- [Passage to read]

What was Texas talking about this week? 

Something Perry and Obama Can Agree On: A&M’s New Deal
How big was Texas A&M’s annoucement of the new biotechnology-focused Center for Innovation? Chancellor John Sharp compared it to NASA (for the sheer size of its federal funding), while A&M vice chancellor for strategic initiatives Dr. Brett Giroir suggested it could make College Station as synonymous with biotechnology, vaccine production, and medical advances as Los Alamos is with nuclear research.

But what really made the deal a coup was not just all the potential jobs and future research but that it happened with a Democratic president in the White House and an Obama-bashing Aggie running Texas.

As the Austin American-Statesman wrote on its editorial page:

Sharp, Gov. Rick Perry and officials in the Obama administration deserve high praise for making the A&M project happen. Sharp called the effort “a near-perfect bipartisan deal.” Former Texas Land Commissioner Garry Mauro, who ran for governor against George W. Bush in 1998, called Sharp “a hell of a salesman” for persuading the Obama administration to put aside election-year politics to give Perry’s alma mater a major federal grant that will benefit Texas enormously for the foreseeable future.

Dewhurst and Cruz: Must-See TV
Friday night is typically a TV-watching graveyard, so what better time to hold the first of two debates between Republican U.S. Senate candidates David Dewhurst and Ted Cruz, who are going up against each other in what is expected to be a low voter-turnout runoff July 31.

Aman Batheja of the Texas Tribune predicts we’ll finally see the fireworks the larger primary debates missed out on, though Cruz has almost always been entirely about going after Dewhurst, and Dewhurst has done the same in TV, radio, and online ads. 

“You can’t hang back in a two-person debate,” Northeastern University journalism professor Allan Schroeder told Batheja, “Really there’s nowhere to run, nowhere to hide in a two-person debate, which makes it a much more grueling experience.”

The debate will be moderated by Shelley Kofler of the Dallas PBS station KERA, with additional questions from Peggy Fikac of the San Antonio Express-News/Houston Chronicle, Crystal Ayala of Univision Texas, and Ross Ramsey of the Texas Tribune. More than fifty Texas television and radio stations are listed on KERA’s site as carrying the broadcast. It will also stream online, and on C-Span and C-Span radio.

- [Exercise data]
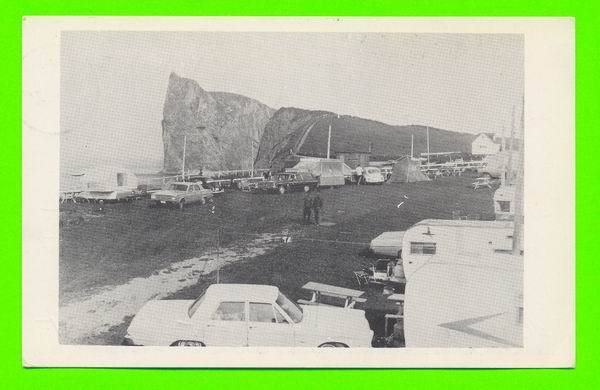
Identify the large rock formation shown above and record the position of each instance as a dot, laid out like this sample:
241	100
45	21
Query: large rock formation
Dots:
293	130
219	127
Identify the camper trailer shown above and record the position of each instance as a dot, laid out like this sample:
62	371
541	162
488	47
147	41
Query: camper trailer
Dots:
504	203
455	303
464	285
329	172
436	240
108	183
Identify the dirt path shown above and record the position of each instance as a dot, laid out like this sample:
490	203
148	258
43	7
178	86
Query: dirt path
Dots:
92	315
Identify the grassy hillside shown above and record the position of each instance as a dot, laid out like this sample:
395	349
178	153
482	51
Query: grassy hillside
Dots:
305	132
356	134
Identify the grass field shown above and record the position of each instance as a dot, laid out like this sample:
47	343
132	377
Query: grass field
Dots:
133	240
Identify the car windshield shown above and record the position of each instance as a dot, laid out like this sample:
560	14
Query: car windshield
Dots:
178	187
290	307
195	305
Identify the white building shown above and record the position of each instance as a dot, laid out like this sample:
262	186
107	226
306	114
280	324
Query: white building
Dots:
485	144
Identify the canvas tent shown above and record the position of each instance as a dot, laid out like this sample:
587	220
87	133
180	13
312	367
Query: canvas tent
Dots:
407	170
330	172
108	183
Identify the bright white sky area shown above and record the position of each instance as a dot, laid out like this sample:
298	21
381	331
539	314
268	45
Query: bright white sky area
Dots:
113	84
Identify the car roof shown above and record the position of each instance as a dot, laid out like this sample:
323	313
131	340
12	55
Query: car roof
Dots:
242	292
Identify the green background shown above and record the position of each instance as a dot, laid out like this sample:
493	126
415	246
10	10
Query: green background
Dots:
585	375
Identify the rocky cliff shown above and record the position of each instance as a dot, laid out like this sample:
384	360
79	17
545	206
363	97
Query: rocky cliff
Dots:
219	127
293	130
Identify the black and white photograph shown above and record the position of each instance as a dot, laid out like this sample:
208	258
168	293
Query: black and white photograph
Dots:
304	189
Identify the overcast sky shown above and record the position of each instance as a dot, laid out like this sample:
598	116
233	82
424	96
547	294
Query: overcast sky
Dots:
113	84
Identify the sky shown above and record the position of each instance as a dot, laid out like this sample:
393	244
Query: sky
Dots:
113	84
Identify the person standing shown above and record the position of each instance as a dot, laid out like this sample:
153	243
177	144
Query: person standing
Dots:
359	174
308	201
317	203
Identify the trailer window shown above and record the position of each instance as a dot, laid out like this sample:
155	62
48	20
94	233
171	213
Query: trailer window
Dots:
422	248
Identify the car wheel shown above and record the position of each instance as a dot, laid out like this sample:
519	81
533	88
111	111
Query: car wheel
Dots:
333	344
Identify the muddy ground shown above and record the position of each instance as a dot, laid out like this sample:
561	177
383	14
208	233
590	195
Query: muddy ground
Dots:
115	259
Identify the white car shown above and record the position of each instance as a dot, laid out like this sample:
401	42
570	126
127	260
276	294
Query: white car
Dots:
373	175
248	315
387	244
181	194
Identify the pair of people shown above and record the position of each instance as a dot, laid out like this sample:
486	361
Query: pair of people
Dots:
312	205
358	172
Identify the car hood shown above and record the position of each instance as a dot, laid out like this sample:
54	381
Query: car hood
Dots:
160	322
335	321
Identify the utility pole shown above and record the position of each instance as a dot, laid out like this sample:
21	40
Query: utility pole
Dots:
183	159
329	141
518	201
427	146
252	154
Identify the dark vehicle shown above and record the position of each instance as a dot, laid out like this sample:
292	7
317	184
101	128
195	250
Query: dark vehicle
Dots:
284	182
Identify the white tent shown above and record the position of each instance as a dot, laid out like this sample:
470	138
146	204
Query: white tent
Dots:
108	183
330	172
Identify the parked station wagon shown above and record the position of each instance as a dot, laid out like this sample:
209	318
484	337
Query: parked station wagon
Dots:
242	315
289	181
181	194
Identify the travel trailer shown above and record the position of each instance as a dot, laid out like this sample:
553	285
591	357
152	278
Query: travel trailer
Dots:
464	285
108	183
439	241
504	203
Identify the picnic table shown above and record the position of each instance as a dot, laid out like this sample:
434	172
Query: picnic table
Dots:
350	296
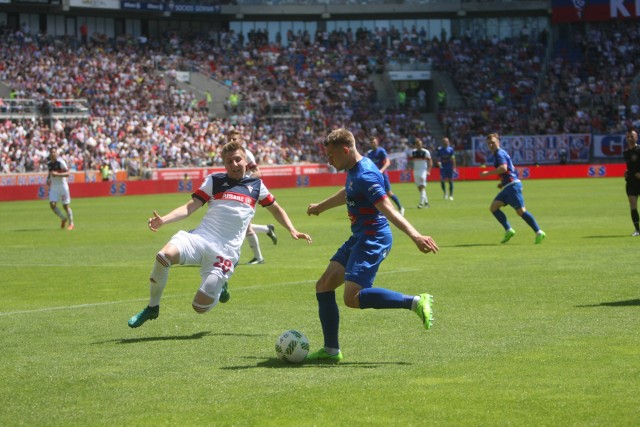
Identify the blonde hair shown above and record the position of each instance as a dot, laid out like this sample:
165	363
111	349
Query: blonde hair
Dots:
340	137
231	147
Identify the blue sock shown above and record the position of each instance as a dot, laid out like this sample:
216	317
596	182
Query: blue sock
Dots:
383	298
529	219
502	219
396	201
329	318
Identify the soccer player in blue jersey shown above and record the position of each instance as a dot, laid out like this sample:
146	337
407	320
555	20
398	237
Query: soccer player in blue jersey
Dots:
231	199
447	164
379	156
632	177
510	191
357	261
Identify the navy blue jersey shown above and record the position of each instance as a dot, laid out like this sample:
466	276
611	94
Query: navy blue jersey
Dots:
57	165
501	157
632	159
445	154
365	188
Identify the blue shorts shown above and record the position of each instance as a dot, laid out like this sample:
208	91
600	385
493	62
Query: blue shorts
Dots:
362	255
512	196
446	172
387	183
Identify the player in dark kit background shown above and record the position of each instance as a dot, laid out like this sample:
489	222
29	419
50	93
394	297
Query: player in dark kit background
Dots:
632	177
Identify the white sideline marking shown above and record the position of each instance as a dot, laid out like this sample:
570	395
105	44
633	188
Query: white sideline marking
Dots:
97	304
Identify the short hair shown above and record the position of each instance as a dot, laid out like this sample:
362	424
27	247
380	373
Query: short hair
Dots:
233	135
231	147
340	137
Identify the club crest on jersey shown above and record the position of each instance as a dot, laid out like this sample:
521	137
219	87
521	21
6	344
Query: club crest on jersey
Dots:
237	197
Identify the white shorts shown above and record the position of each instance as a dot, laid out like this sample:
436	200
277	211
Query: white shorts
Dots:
420	178
196	250
59	193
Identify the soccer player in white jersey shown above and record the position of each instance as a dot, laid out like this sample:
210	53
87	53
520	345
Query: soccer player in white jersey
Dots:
215	244
252	237
59	188
421	163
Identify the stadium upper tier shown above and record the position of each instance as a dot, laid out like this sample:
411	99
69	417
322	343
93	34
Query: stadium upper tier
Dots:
140	118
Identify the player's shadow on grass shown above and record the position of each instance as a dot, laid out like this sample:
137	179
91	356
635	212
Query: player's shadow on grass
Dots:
626	303
196	336
471	245
278	364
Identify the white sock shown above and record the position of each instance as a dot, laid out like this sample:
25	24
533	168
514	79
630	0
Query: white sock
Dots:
260	228
254	244
56	210
158	279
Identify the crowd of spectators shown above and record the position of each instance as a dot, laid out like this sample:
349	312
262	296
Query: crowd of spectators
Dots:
586	85
140	119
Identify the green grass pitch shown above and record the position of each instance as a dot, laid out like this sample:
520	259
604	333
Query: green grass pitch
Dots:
525	334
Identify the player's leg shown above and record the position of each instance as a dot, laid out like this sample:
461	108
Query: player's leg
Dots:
632	194
517	202
208	295
67	208
501	217
53	204
328	311
363	265
165	258
254	244
424	190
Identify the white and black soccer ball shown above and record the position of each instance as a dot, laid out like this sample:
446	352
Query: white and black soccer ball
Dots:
292	346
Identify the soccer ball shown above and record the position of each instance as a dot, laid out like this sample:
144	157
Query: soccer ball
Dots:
292	346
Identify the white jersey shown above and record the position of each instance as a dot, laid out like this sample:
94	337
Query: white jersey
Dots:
231	207
59	186
420	158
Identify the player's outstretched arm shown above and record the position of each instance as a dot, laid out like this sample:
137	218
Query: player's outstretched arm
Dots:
334	201
424	243
179	213
281	216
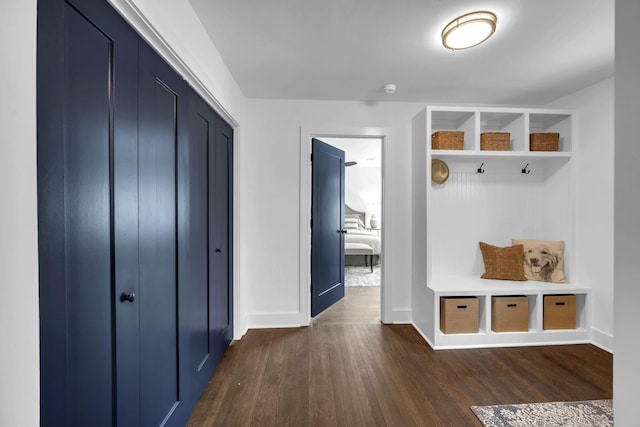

- [To do]
a: From the Texas news roundup, reproduce the stretch from "Sharp, Gov. Rick" through "runoff July 31.".
b: Translate this sentence from the Texas news roundup into Spanish: "More than fifty Texas television and radio stations are listed on KERA’s site as carrying the broadcast."
c: Answer these questions using the Texas news roundup:
(i) Who compared the new Center for Innovation to NASA?
(ii) On what date is the runoff between Dewhurst and Cruz?
(iii) Who will moderate the debate?

- [Answer section]
a:
Sharp, Gov. Rick Perry and officials in the Obama administration deserve high praise for making the A&M project happen. Sharp called the effort “a near-perfect bipartisan deal.” Former Texas Land Commissioner Garry Mauro, who ran for governor against George W. Bush in 1998, called Sharp “a hell of a salesman” for persuading the Obama administration to put aside election-year politics to give Perry’s alma mater a major federal grant that will benefit Texas enormously for the foreseeable future.

Dewhurst and Cruz: Must-See TV
Friday night is typically a TV-watching graveyard, so what better time to hold the first of two debates between Republican U.S. Senate candidates David Dewhurst and Ted Cruz, who are going up against each other in what is expected to be a low voter-turnout runoff July 31.

b: Más de cincuenta estaciones de televisión y radio de Texas aparecen en el sitio de KERA como transmisoras de la emisión.

c:
(i) Chancellor John Sharp
(ii) July 31
(iii) Shelley Kofler of the Dallas PBS station KERA